*What to produce*:
Write out every line below that includes the word "roof".

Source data
⁂
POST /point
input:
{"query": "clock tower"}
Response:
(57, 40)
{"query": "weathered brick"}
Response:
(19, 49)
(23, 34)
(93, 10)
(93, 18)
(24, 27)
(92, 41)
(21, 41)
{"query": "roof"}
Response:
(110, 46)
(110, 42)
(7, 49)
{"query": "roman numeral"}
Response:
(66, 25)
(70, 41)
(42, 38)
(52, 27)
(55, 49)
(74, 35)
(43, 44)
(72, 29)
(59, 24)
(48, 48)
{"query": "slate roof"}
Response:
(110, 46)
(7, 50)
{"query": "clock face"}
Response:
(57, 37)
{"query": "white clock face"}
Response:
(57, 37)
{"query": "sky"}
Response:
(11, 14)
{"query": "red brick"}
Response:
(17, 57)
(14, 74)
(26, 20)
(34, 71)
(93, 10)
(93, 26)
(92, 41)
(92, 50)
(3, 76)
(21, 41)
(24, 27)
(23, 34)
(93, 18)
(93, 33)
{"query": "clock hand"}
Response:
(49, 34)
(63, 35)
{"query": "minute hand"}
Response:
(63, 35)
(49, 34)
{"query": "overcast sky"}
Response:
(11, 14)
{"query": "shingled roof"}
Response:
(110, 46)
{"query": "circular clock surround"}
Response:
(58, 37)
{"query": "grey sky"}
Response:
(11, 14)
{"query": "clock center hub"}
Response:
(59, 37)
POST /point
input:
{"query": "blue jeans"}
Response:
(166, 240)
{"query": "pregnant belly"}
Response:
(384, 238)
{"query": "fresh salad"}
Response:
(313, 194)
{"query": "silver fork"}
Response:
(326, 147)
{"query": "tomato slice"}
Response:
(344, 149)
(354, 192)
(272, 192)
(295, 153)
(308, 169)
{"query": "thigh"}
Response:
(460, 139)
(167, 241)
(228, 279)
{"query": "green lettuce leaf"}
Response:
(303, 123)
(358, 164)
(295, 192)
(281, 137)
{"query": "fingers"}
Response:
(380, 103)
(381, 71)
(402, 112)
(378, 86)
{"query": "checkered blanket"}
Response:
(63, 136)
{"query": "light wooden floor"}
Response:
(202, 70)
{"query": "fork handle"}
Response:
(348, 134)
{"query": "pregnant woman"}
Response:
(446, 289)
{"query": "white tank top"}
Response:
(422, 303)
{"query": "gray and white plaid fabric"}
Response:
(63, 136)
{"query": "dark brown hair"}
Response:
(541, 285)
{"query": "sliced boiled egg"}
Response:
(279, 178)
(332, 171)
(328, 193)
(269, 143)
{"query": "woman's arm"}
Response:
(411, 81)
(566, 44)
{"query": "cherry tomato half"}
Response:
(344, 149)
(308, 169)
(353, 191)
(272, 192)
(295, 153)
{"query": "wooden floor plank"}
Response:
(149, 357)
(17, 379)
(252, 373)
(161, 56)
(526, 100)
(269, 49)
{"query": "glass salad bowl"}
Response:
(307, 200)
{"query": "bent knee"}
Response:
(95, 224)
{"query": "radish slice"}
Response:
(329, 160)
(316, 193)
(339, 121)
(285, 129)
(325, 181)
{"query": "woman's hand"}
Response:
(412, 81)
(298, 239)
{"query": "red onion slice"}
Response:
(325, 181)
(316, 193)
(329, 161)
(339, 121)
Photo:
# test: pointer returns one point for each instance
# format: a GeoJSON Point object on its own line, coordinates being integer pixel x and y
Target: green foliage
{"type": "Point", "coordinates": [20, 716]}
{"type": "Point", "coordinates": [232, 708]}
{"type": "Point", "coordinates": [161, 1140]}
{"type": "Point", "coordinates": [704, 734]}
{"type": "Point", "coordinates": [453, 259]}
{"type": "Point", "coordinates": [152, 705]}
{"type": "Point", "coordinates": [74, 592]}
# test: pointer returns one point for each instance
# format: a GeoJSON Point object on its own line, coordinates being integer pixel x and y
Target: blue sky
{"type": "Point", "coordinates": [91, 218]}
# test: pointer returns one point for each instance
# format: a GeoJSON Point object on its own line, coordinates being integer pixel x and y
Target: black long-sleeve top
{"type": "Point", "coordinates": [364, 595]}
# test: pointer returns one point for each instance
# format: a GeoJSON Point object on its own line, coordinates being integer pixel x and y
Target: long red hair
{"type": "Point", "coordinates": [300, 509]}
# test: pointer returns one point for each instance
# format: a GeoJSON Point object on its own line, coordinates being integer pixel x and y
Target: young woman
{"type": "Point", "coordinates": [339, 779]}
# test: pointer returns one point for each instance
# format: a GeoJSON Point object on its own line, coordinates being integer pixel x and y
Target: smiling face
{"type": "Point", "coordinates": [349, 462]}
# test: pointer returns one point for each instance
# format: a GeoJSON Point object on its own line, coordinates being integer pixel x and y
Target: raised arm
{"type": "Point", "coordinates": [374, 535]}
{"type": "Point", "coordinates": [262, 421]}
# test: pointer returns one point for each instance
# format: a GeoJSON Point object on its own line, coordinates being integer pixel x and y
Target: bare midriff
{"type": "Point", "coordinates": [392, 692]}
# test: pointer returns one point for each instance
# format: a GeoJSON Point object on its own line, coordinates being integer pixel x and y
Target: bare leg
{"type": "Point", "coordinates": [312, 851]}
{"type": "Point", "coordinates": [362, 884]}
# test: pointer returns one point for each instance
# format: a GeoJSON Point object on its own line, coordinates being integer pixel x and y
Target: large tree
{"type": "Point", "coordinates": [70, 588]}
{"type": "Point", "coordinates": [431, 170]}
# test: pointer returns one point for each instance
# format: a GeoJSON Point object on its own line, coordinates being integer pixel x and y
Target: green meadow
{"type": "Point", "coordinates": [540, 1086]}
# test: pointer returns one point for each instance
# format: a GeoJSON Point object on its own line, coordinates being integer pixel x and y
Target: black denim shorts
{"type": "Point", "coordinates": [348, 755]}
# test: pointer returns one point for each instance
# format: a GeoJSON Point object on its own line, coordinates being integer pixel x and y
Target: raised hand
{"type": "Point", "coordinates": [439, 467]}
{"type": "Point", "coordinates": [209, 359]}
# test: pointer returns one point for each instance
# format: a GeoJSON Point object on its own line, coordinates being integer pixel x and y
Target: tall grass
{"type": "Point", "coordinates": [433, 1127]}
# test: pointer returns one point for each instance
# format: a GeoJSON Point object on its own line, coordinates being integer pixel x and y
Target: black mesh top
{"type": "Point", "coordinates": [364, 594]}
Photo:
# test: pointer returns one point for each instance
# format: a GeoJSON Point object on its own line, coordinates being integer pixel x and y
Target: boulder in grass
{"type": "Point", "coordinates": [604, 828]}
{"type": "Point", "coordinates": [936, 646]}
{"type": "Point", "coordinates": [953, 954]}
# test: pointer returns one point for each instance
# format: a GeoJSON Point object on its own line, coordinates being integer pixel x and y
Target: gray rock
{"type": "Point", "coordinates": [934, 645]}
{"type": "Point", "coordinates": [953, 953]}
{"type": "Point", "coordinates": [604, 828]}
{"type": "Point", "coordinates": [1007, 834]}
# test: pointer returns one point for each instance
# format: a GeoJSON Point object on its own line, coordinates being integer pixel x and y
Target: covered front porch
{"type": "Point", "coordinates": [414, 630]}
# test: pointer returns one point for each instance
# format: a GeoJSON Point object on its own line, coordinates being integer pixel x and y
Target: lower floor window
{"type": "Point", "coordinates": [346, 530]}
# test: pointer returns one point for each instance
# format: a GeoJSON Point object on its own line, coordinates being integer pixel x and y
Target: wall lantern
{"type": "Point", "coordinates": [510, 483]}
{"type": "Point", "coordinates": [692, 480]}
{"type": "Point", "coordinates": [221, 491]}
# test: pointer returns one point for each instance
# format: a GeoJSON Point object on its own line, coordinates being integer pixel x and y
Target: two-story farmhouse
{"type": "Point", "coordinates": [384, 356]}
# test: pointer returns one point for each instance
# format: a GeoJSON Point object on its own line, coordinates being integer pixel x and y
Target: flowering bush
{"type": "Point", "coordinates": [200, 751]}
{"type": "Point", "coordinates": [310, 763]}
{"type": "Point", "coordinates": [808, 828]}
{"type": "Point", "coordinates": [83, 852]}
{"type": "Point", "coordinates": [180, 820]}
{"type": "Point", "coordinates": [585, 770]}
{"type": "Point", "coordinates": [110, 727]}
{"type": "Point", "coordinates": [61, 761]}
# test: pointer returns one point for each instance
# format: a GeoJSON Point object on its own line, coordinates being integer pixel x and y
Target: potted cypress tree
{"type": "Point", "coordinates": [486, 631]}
⁂
*Output for this task*:
{"query": "roof"}
{"query": "slate roof"}
{"query": "shingled roof"}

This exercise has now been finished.